TASK INSTRUCTIONS
The records that follow should be retyped word for word.

Records from a data source
>>>>>

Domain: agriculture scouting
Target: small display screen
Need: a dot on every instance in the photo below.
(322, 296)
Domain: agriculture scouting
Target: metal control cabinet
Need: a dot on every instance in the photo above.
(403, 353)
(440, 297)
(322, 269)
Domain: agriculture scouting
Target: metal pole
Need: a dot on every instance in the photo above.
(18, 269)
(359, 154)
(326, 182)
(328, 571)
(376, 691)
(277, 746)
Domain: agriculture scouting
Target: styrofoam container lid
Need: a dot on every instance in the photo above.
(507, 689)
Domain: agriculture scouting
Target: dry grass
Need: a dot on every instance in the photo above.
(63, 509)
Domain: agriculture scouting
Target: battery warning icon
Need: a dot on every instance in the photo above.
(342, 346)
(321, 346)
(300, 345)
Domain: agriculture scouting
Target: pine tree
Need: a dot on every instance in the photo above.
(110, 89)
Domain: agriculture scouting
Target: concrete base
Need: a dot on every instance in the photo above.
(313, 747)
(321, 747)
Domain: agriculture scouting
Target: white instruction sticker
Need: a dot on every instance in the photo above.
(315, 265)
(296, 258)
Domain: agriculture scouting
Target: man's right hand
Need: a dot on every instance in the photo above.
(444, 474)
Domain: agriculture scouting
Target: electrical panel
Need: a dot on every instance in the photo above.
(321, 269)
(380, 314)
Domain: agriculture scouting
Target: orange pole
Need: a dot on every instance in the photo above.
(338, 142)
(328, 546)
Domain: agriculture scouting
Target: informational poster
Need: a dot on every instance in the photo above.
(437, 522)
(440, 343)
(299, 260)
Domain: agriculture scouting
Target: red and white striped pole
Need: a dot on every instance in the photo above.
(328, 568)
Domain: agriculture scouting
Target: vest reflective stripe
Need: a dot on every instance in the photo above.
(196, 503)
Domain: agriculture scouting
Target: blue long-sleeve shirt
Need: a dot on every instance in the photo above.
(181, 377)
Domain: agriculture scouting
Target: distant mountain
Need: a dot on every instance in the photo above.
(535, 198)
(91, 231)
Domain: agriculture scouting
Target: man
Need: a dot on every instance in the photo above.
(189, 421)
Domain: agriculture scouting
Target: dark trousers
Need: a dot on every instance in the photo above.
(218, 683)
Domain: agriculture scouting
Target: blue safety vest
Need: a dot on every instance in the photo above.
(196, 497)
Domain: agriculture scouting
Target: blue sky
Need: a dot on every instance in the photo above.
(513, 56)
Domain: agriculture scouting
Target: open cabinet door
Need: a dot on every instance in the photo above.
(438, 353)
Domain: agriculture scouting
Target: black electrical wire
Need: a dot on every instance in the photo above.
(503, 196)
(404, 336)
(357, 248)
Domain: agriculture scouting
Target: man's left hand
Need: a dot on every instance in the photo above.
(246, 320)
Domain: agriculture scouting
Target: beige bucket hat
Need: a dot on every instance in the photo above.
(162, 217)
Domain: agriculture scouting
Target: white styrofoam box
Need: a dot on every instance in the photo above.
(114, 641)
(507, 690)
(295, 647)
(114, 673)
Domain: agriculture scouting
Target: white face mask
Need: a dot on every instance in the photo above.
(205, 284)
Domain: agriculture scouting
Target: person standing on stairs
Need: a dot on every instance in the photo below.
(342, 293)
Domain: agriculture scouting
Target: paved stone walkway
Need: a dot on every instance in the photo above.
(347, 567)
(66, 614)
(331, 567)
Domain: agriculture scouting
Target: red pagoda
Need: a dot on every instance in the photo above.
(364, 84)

<<<<<

WRITTEN SOLUTION
Domain: agriculture scouting
Target: small display screen
Need: a dot on every instance in the photo below.
(322, 296)
Domain: agriculture scouting
Target: metal control cabinet
Need: a dot on every instance in the photo above.
(403, 353)
(440, 297)
(322, 269)
Domain: agriculture scouting
Target: metal pole
Need: a dot on every instance in the photo above.
(18, 269)
(359, 154)
(326, 182)
(328, 571)
(376, 691)
(277, 746)
Domain: agriculture scouting
Target: styrofoam container lid
Need: a dot on every instance in the photo above.
(507, 689)
Domain: agriculture scouting
Target: dry grass
Need: a dot on every instance in the photo above.
(63, 509)
Domain: agriculture scouting
Target: battery warning icon
Need: a dot on every instance in the photo above.
(342, 346)
(321, 346)
(300, 345)
Domain: agriculture scouting
Target: pine tree
Need: a dot on every instance in the photo above.
(110, 89)
Domain: agriculture scouting
Target: concrete base
Need: a dot on every instance in the photo above.
(313, 747)
(321, 747)
Domain: agriculture scouting
Target: white instruction sticker
Need: a dot on every instance in the photo above.
(315, 265)
(296, 258)
Domain: agriculture scouting
Target: man's right hand
Need: a dot on every instance in the photo above.
(444, 474)
Domain: agriculture scouting
Target: electrical panel
Need: a dot on every instance in the photo above.
(321, 269)
(380, 314)
Domain: agriculture scouting
Target: orange pole
Need: a dot on every instance in the photo above.
(338, 142)
(328, 546)
Domain: agriculture scouting
Target: informational poster
Need: a dot on every instance in the photo above.
(437, 522)
(440, 343)
(299, 260)
Domain: agriculture scouting
Target: red and white striped pole
Need: a dot on every instance in the photo above.
(328, 568)
Domain: agriculture scouting
Target: vest reflective stripe
Need: a dot on every instance in the photo above.
(196, 503)
Domain: agriculture scouting
Target: blue long-sleeve shirt
Need: a dot on every instance in the photo above.
(181, 377)
Domain: agriculture scouting
Target: distant mountain
Need: a dot on every instance in the photo above.
(535, 198)
(91, 231)
Domain: agriculture scouting
Target: man
Need: a dot on every instance in the photo above.
(189, 421)
Domain: agriculture scouting
Target: dark trousers
Need: a dot on every instance in the photo above.
(218, 683)
Domain: agriculture scouting
Target: blue safety vest
Need: a dot on every instance in the photo above.
(196, 497)
Domain: agriculture scouting
Target: blue sky
Need: a dot on every instance in the photo above.
(513, 56)
Domain: agriculture scouting
Target: open cabinet door
Need: a dot on every instance in the photo above.
(438, 353)
Domain: agriculture scouting
Target: black electrical wire
Need: a dot on every instance in the photo above.
(503, 196)
(404, 336)
(357, 248)
Domain: agriculture scouting
Target: man's left hand
Need: a dot on every instance in the photo above.
(246, 320)
Domain: agriculture scouting
Target: beige bucket hat
Need: a dot on every instance in the photo above.
(162, 217)
Domain: agriculture scouting
Target: white styrofoam box
Need: a dot on every instance in the photo above.
(114, 641)
(507, 690)
(295, 647)
(114, 673)
Domain: agriculture scouting
Target: white face mask
Need: a dot on every instance in the photo above.
(205, 284)
Domain: agriculture scouting
Target: person standing on stairs
Need: a dot on every instance in the photo below.
(342, 293)
Domain: agriculture scouting
Target: paved stone walkway
Need: a dot on every instance in the photo above.
(347, 567)
(66, 614)
(331, 567)
Domain: agriculture scouting
Target: red pagoda
Need: a dot on every instance in the photo above.
(364, 84)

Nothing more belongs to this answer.